WHAT THIS TASK INVOLVES >>
Look below for the line with "Where can the white wall", and from there restate every line word for word until the entries end.

INPUT DATA >>

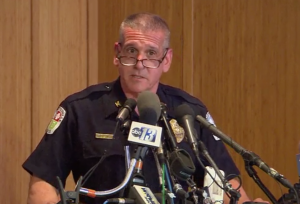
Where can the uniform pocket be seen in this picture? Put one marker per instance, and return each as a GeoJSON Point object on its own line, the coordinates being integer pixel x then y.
{"type": "Point", "coordinates": [100, 147]}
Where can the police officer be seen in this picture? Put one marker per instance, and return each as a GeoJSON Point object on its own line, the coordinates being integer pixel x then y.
{"type": "Point", "coordinates": [80, 132]}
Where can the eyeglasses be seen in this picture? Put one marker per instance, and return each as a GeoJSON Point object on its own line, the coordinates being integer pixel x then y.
{"type": "Point", "coordinates": [148, 63]}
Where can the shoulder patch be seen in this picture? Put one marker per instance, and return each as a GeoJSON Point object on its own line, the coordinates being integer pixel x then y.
{"type": "Point", "coordinates": [58, 117]}
{"type": "Point", "coordinates": [211, 120]}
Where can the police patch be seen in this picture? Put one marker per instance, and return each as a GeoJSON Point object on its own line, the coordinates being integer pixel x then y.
{"type": "Point", "coordinates": [211, 120]}
{"type": "Point", "coordinates": [178, 131]}
{"type": "Point", "coordinates": [56, 120]}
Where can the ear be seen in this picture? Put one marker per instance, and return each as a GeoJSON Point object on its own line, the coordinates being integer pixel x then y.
{"type": "Point", "coordinates": [117, 50]}
{"type": "Point", "coordinates": [168, 60]}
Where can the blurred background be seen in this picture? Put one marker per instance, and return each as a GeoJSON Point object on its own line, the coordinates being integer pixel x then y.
{"type": "Point", "coordinates": [241, 58]}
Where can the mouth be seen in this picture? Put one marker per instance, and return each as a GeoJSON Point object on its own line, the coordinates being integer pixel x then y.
{"type": "Point", "coordinates": [137, 76]}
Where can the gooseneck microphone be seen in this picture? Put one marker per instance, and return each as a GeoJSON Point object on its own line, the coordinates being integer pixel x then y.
{"type": "Point", "coordinates": [185, 117]}
{"type": "Point", "coordinates": [145, 133]}
{"type": "Point", "coordinates": [247, 155]}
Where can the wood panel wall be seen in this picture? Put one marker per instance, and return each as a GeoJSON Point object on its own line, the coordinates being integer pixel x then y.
{"type": "Point", "coordinates": [15, 98]}
{"type": "Point", "coordinates": [240, 57]}
{"type": "Point", "coordinates": [44, 56]}
{"type": "Point", "coordinates": [247, 72]}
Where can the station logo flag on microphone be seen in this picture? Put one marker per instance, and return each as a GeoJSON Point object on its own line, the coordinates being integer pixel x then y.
{"type": "Point", "coordinates": [178, 131]}
{"type": "Point", "coordinates": [144, 134]}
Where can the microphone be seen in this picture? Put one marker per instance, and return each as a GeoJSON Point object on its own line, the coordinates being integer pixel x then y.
{"type": "Point", "coordinates": [185, 117]}
{"type": "Point", "coordinates": [145, 132]}
{"type": "Point", "coordinates": [247, 155]}
{"type": "Point", "coordinates": [127, 108]}
{"type": "Point", "coordinates": [181, 164]}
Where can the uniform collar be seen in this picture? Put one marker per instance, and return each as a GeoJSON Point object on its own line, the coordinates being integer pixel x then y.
{"type": "Point", "coordinates": [115, 99]}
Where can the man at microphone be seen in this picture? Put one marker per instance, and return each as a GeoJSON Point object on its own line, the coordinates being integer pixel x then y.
{"type": "Point", "coordinates": [81, 131]}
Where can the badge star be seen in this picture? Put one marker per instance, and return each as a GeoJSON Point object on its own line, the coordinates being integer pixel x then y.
{"type": "Point", "coordinates": [118, 104]}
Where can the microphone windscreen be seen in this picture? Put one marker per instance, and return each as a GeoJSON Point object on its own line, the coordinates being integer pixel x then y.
{"type": "Point", "coordinates": [183, 110]}
{"type": "Point", "coordinates": [149, 107]}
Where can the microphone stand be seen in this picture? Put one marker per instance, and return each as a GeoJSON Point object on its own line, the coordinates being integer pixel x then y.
{"type": "Point", "coordinates": [250, 159]}
{"type": "Point", "coordinates": [252, 173]}
{"type": "Point", "coordinates": [234, 194]}
{"type": "Point", "coordinates": [69, 196]}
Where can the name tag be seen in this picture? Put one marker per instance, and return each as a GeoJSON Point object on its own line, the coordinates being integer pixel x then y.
{"type": "Point", "coordinates": [104, 136]}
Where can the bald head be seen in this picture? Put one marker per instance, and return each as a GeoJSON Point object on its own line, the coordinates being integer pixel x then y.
{"type": "Point", "coordinates": [145, 22]}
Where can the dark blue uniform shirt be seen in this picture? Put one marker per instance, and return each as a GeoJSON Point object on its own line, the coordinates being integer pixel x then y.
{"type": "Point", "coordinates": [74, 147]}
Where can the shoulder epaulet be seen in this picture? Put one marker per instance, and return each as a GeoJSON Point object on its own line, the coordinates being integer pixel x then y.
{"type": "Point", "coordinates": [97, 88]}
{"type": "Point", "coordinates": [169, 90]}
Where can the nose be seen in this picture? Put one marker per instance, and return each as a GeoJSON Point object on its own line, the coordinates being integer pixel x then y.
{"type": "Point", "coordinates": [139, 64]}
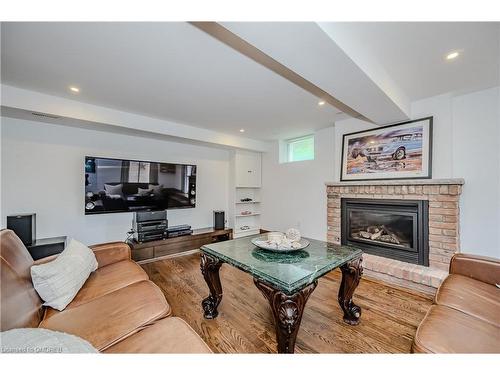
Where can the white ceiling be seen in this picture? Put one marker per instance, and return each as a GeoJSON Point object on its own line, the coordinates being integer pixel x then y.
{"type": "Point", "coordinates": [413, 53]}
{"type": "Point", "coordinates": [170, 71]}
{"type": "Point", "coordinates": [174, 71]}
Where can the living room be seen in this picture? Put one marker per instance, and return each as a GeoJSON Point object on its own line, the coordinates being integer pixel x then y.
{"type": "Point", "coordinates": [231, 192]}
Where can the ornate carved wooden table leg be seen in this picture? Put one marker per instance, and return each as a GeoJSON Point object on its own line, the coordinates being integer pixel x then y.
{"type": "Point", "coordinates": [210, 266]}
{"type": "Point", "coordinates": [351, 274]}
{"type": "Point", "coordinates": [287, 312]}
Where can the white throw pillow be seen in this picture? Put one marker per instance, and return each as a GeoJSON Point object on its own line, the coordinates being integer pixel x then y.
{"type": "Point", "coordinates": [114, 189]}
{"type": "Point", "coordinates": [41, 340]}
{"type": "Point", "coordinates": [59, 281]}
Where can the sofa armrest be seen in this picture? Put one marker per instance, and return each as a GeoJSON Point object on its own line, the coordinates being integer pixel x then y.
{"type": "Point", "coordinates": [477, 267]}
{"type": "Point", "coordinates": [111, 252]}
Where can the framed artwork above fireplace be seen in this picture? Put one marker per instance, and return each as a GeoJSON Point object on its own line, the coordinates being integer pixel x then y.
{"type": "Point", "coordinates": [398, 151]}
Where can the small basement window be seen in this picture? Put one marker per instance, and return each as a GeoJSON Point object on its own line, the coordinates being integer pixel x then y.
{"type": "Point", "coordinates": [299, 149]}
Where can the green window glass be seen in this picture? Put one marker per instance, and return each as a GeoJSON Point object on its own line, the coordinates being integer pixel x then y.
{"type": "Point", "coordinates": [301, 148]}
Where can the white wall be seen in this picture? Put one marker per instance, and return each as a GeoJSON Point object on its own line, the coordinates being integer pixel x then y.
{"type": "Point", "coordinates": [42, 172]}
{"type": "Point", "coordinates": [293, 194]}
{"type": "Point", "coordinates": [466, 144]}
{"type": "Point", "coordinates": [475, 150]}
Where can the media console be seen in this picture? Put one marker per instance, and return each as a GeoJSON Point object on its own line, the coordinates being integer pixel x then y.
{"type": "Point", "coordinates": [144, 252]}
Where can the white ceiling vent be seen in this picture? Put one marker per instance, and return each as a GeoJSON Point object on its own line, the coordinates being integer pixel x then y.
{"type": "Point", "coordinates": [46, 115]}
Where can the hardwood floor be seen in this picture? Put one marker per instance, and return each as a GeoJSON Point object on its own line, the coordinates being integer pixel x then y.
{"type": "Point", "coordinates": [390, 315]}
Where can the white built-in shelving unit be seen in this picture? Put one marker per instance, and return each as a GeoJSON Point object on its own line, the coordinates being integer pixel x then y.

RIGHT ANSWER >>
Where can the white wall be seen in this picture? Put one marker per instance, and return each as a GeoJSON Point object on its own line, the coordinates being integer pixel x then y.
{"type": "Point", "coordinates": [42, 172]}
{"type": "Point", "coordinates": [293, 194]}
{"type": "Point", "coordinates": [466, 144]}
{"type": "Point", "coordinates": [475, 150]}
Where can the media console be seen in this picture? Put one marker per instance, and return each as a GeoJSON Point object on its own line, the coordinates being integer pixel x then y.
{"type": "Point", "coordinates": [144, 252]}
Where can the white ceiling vent be seen in this picture? Put one marker per instance, and return each as a GeoJSON Point object on its own line, the coordinates being integer pixel x then y.
{"type": "Point", "coordinates": [46, 115]}
Where can the hardwood floor be seen in this picture? Put one marker per instance, and return each as a GeoJSON Point object on its own line, the coordinates being integer pixel x then y.
{"type": "Point", "coordinates": [390, 315]}
Where can the white built-in shelving unit be seen in this picture? Put one marker per instance, and return each as a GeoJSON Point object on its own line, the coordinates being integer pixel x then y.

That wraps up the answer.